··· Dataset extract

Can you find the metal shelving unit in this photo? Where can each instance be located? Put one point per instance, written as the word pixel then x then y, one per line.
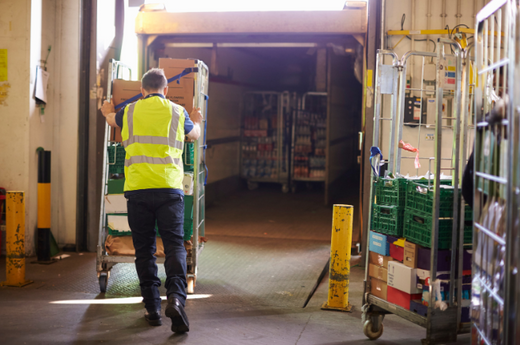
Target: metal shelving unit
pixel 495 295
pixel 309 139
pixel 264 139
pixel 441 326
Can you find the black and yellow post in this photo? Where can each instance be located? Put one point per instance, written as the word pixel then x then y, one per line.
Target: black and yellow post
pixel 339 269
pixel 43 250
pixel 15 240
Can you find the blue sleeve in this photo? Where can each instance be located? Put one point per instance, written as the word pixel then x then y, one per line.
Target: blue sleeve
pixel 188 124
pixel 119 117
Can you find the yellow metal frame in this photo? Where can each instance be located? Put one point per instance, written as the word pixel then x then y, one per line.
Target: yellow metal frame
pixel 15 240
pixel 339 268
pixel 428 32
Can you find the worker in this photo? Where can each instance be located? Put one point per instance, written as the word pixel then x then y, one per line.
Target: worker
pixel 153 131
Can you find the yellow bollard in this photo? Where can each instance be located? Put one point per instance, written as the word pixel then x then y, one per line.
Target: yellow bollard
pixel 339 268
pixel 15 240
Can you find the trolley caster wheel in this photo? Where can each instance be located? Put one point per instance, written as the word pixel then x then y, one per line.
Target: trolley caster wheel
pixel 191 285
pixel 103 282
pixel 252 185
pixel 370 332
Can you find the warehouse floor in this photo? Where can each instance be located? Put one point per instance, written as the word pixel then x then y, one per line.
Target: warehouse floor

······

#### Required work:
Quote only the lines from the one containing "Can you find the warehouse" through the final line of the records, with both ends included.

#### Task result:
Can you find the warehouse floor in this photo? Where can each instance be located? Put one point per instance, written as the word pixel then x then y, one per line.
Target: warehouse floor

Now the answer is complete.